● What this task involves
In the bead bracelet posts below, why did the fifth-grade class mostly multiply the beads instead of adding them?

Bead Bracelets with fifth graders.

Taking an idea from Ariane, I modified the activity to multiplying beads rather than adding beads. I did this simply to relate to what we are doing in class. So most of the class was working with multiplication. However, I did have a group that did the addition as written up. The questions were posted and I added a few questions:

What patterns do you notice?

If you used only odd (or only even numbers) could you make a prediction about the ones digit in the next answer?

If you used odd and even numbers could you make a prediction about the ones digit in the next answer?

All of the students enjoyed the activity. The higher students, who tend to be bored during regular math instruction and need to be challenged, enjoyed looking for patterns and relationships. The students who tend to struggle enjoyed that they had an entry point.

The answers to the questions were not as thoughtful and deep as one would hope. That was to be expected due to the age of the students and the lack of exposure of problem solving and justifying or proving their reasoning.

I also did a quick poll as to whether the students would like to do this activity again, never again, or if I made them. The class was pretty much divided.

Bead Activity

My students used the bead activity as an introduction to patterns/algorithms;i.e. order of operations. The students so enjoyed the activity. I had them write down their two numbers on a sheet of paper and do the algorithm to find when the two numbers repeat. After completing the pencil/paper task the students actually made their necklace/bracelet from beads and pipe cleaners. The task became quite competitive and students worked diligently!

It gave me chill bumps to see the interaction and chat regarding algorithms.

This also led into the "Math in Action" photo for the new concept. The students were to take a picture of an algorithm and use pencil/paper to describe the algorithm. . . rec'd some real unique ideas!

Math Bracelets

Wow! My students were hooked on the math bracelet activity! They wanted to try multiplying the numbers after they were successful with adding the numbers. Two students now have a contest going to see who can make the longest bracelet. The numbers were great to set the pattern and practice some basic computation. My enrichment class expanded the activity by creating a color code for the beads. One student suggested using to beads when we get to double digit answers. I was able to get some digital photos of the colored bracelets. Hopefully, I will be able to share them next time we meet.
One of my goals was to share this activity with our special education teacher. I was also able to share it with my team. They thought it was great.

Divide and Conquer

Divide and Conquer is a game played by subtracting proper divisors from the initial number. One is always a proper divisor and no number can be divided by itself. The game is won when a player presents his/her opponent with one.
As we worked with 100, which has several proper divisors, we tried strategies that included making a list and drawing a diagram on graph paper. In the list we found a proper divisor of 100, and then subtracted the divisor from 100. We repeated the process with each new difference until one player could present his opponent with one. Similarly, we drew a 10 x 10 grid on graph paper and took turns crossing off proper divisors until one square remained.

Labeled contour entries:

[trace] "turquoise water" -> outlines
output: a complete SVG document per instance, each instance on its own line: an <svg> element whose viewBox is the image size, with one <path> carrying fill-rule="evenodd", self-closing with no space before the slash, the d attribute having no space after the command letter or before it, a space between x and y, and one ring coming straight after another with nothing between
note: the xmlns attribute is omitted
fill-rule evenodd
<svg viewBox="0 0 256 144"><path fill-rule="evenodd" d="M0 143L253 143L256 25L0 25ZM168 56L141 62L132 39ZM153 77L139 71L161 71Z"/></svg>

==

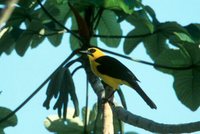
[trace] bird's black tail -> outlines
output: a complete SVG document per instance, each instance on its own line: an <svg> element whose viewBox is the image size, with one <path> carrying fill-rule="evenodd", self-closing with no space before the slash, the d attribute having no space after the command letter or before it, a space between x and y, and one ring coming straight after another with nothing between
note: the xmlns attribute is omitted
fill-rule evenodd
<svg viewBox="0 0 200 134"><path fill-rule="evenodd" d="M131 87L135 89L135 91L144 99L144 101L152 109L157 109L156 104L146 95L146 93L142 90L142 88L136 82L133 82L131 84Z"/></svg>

● Solution to the exercise
The teacher changed the activity from adding beads to multiplying them so it would connect to what the class was already working on. One group still did the addition version as it was written up.